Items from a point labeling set
= = = = =
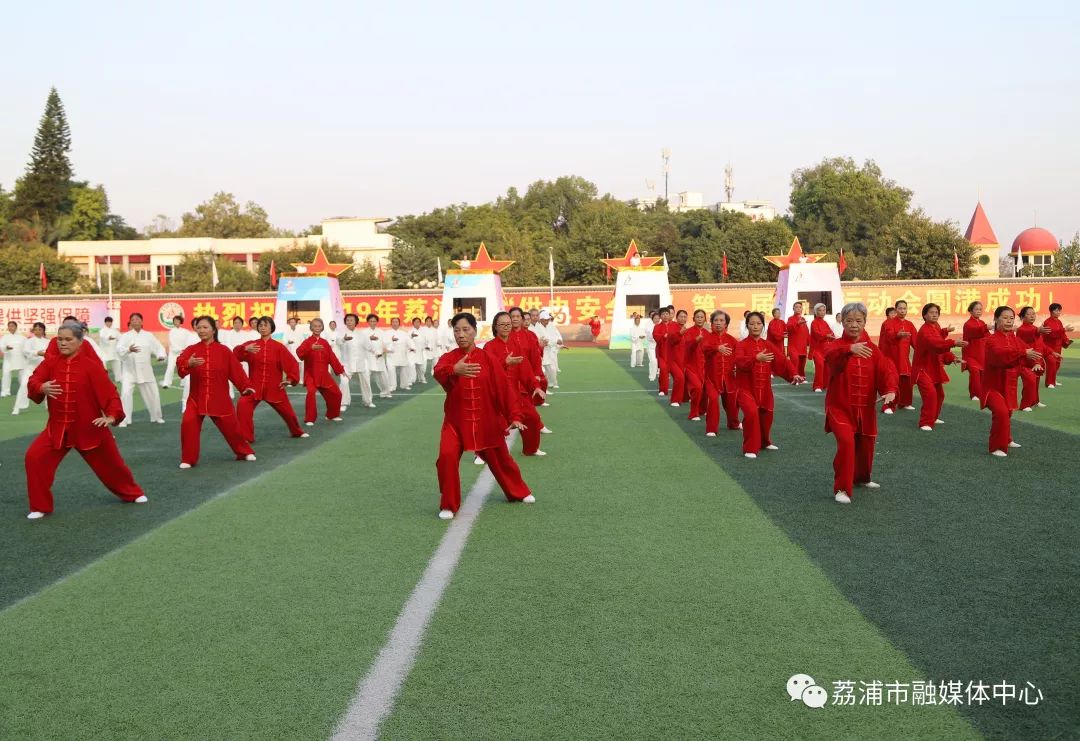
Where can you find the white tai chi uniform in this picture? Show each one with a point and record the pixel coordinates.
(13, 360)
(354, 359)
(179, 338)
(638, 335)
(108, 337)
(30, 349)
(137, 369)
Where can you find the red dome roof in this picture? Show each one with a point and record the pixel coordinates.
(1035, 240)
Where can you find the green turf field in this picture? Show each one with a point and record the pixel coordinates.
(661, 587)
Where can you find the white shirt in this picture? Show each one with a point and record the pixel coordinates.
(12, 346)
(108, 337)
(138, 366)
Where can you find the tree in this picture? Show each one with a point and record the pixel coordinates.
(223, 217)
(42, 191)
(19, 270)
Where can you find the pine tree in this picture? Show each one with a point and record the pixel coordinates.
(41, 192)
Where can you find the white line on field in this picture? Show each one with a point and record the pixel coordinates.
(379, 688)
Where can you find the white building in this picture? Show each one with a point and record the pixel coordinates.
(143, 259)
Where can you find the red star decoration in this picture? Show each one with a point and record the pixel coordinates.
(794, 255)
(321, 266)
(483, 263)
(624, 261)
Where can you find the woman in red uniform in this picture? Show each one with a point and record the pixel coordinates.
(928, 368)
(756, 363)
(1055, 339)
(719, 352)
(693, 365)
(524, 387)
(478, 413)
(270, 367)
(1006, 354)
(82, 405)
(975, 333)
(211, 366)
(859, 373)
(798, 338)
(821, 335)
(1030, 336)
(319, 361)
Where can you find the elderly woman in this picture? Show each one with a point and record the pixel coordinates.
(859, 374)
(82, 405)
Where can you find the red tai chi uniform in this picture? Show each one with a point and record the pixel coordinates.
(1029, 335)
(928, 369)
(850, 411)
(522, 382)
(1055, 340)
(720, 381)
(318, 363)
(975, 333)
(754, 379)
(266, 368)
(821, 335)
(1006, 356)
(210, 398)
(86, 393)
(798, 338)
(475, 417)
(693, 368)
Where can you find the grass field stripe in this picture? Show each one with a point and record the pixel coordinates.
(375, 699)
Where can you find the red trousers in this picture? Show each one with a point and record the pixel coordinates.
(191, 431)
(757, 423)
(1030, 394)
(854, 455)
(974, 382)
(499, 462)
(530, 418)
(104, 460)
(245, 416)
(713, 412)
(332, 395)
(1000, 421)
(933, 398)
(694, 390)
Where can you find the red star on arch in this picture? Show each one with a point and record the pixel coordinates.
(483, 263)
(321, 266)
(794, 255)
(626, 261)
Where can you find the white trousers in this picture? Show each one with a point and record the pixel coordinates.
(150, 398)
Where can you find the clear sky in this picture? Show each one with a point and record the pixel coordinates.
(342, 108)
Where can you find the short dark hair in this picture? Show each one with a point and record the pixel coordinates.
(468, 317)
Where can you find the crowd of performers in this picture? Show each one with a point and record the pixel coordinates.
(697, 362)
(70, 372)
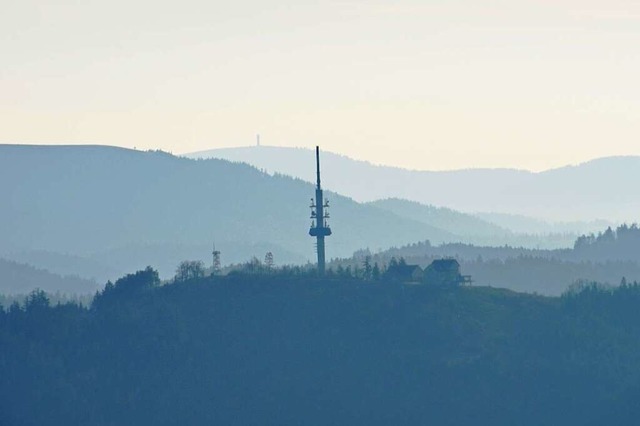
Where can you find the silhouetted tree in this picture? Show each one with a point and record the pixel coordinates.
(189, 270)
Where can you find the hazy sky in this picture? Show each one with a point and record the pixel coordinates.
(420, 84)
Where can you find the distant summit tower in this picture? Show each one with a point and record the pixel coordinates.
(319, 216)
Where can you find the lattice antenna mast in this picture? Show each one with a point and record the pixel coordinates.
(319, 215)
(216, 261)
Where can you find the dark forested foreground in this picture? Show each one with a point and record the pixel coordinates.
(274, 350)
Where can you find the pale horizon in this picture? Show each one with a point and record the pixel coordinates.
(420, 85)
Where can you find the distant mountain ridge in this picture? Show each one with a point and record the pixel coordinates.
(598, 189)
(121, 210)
= = = = =
• Your task
Please scale the items from the line that has "Where can you find the clear" through the end of the items, writing out every line again with the requests included and the pictures left out. Multiply each coordinate in the answers by 0.45 and round to a whole number, with halves rounded up.

• Task output
Where can you find the clear sky in this picture? Show each one with a point and record the pixel coordinates.
(154, 49)
Where can you find the short dark hair in this picture? Show each one with a point and record the pixel coordinates.
(211, 143)
Where can you find the crowd of performers in this picture? Show each one with a point and record the pixel coordinates.
(314, 163)
(32, 167)
Where can you find the silhouetted tree in this picture? Show each one with a point and record the pixel coordinates.
(85, 122)
Where can you find the hazy sky in this picture? Show each one with a point and record the pixel coordinates.
(189, 38)
Where can you find the distant summit tower in this picture? Show each one with a point and record the pixel coordinates.
(144, 97)
Where can you find the lattice antenna mast in this picture? Show each one with a point and record the pixel coordinates.
(144, 97)
(97, 117)
Where can you find the dark forested foreground in this picture? Show each one with a point and record the pixel coordinates.
(123, 158)
Where can you find the pale horizon in this picture? Show each one with a point and record the pixel coordinates.
(189, 38)
Where can you find the distant mountain ridge in this picture? Show each one with a point and record the pixel coordinates.
(269, 85)
(54, 95)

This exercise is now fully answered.